* [DÉTAIL DE LA CONSIGNE]:
Donnez la suite du texte sur le défilé du 11-Novembre filmé par un cinéaste amateur, à partir de sa dernière phrase.

* [TEXTE DE LA PAGE]:
<<<<
L’esthétique du défilé militaire

Profitant de l’occasion que représente ce jour férié, le cinéaste amateur s’inscrit dans l’horizon culturel des spectateurs de cinéma de l’époque en filmant un sujet favori des actualités : le défilé militaire. À Paris, chaque 11 novembre, c’est la partie de la cérémonie à laquelle on accorde le plus de temps de film, et les plus gros moyens techniques. On peut voir là l’héritage du cinéma des premiers temps, durant la période de la « Paix armée », et de la Grande Guerre qui faute de pouvoir filmer les combats, en documentait la préparation pour faire la propagande de l’effort militaire national[5]. Comme dans les actualités filmées, Meyer filme à la fois les militaires en rang, les événements particuliers (galop de l’officier, avions dans le ciel), et le public. Dans la première partie de la bobine, on assiste à une revue militaire en bonne et due forme, que l’opérateur capte dans le détail mais non sans erreurs (bougés, oubli d'arrêt de la caméra). Dans la seconde partie, à la différence de ces films professionnels, il doit frayer un chemin à l’œil de sa caméra par-dessus les épaules de la garde d’honneur du défilé. Il fixe cet espace alternativement vide et plein : pas plus que le public de 1932, le spectateur de son film ne peut saisir la logique d’ensemble. Il réserve sa pellicule à ce que tout le monde regarde, mais ne cherche pas à saisir pas les attitudes des simples citoyens, que l’on devine à peine. L'opérateur était sans doute seul à filmer ce jour-là un événement local et national qu'il comptait peut-être présenter ensuite à des proches qui n'y auraient pas assisté.

L’occupation de l’espace symbolique

Enfin, le film se place au cœur d’un implicite que décodaient sans peine les contemporains du cinéaste amateur : celui d’une transformation symbolique de la ville après la reconquête de 1918. Si l’espace naturel servant de cadre à la revue militaire reste anonyme, le défilé se déroule bien place de la République et rue du Maréchal-Foch. Ce lieu représente le cœur du quartier de la Neustadt construite sous le Second Reich allemand sur les plans de l’architecte Johann Carl Ott. Depuis son achèvement en 1887, la Kaiserplatz constitue le centre politique du nouveau Land annexé. Elle se compose du palais impérial, résidence de Guillaume II quand il venait à Strasbourg, de la bibliothèque impériale dotée d’ouvrages issus des plus belles collections allemandes, et de la Diète d’Alsace-Lorraine (aujourd’hui le Théâtre National de Strasbourg). Chaque 11-Novembre, le défilé rejoue ainsi la conquête et remplace la propagande allemande et impériale par son contraire, une propagande française et républicaine.
>>>>
[Entrées enregistrées]
<<<<
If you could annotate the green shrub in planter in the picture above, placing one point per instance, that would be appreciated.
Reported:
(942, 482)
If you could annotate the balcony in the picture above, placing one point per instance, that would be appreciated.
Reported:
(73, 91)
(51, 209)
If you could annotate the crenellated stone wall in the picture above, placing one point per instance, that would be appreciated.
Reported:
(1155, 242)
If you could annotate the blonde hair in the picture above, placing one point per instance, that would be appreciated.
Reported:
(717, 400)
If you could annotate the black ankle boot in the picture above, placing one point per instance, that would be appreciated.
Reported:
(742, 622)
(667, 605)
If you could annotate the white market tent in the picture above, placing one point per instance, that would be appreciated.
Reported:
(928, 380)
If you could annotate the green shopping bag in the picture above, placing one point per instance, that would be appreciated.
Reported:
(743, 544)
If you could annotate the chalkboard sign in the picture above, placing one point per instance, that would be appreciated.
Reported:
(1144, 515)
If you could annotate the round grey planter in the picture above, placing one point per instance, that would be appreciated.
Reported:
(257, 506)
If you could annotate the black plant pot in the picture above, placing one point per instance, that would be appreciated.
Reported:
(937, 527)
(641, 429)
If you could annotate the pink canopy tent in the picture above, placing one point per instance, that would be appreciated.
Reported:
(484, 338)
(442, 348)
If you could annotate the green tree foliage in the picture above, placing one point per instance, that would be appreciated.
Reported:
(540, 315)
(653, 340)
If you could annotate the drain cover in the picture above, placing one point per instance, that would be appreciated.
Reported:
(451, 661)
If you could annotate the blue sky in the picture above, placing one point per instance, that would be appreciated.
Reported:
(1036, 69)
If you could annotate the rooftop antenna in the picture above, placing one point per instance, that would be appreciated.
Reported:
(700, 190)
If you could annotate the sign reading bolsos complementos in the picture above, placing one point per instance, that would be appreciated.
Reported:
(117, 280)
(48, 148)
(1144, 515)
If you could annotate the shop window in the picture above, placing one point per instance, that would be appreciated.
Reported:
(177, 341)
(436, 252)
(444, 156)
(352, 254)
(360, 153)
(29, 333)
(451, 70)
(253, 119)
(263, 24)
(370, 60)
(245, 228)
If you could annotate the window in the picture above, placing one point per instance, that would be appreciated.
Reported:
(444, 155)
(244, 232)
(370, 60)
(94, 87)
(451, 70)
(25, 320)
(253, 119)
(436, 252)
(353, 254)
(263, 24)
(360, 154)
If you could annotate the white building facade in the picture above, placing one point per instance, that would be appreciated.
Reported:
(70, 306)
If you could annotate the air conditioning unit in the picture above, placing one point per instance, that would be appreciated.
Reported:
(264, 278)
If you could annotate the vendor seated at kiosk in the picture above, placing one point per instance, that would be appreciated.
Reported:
>>>>
* [RÉPONSE ATTENDUE]:
Lieux ou monuments


Place de la République, Strasbourg

Bibliographie


Vincent Auzas, La commémoration du 11-Novembre à Paris, 1919-2012, Mémoire de thèse soutenu en 2013 sous la direction de Henry Rousso (IHTP-CNRS, Paris).

Roland Recht, Jean-Claude Richez (dir.), Dictionnaire culturel de Strasbourg : 1880-1930, Presses universitaires de Strasbourg, Strasbourg, 2017.



  1. En tant que partie d'une production amateur, cette séquence n'a pas reçu de titre de son réalisateur. Le titre affiché sur cette fiche a été librement forgé par son auteur dans le but de refléter au mieux son contenu.
  2. Olivier Ihl, La Fête républicaine, Gallimard, Paris, 1996.
  3. Annette Becker, Du 14 juillet 1919 au 11 novembre 1920 mort, où est ta victoire ?, Vingtième Siècle. Revue d'histoire Année 1996 49 pp. 31-44 .
  4. Vincent Auzas, La commémoration du 11-Novembre à Paris, 1919-2012, chapitre 3.
  5. Laurent Véray, L'Avènement d'une culture visuelle de guerre. Le cinéma en France de 1914 à 1928, Nouvelles éditions Place, Paris, 2019.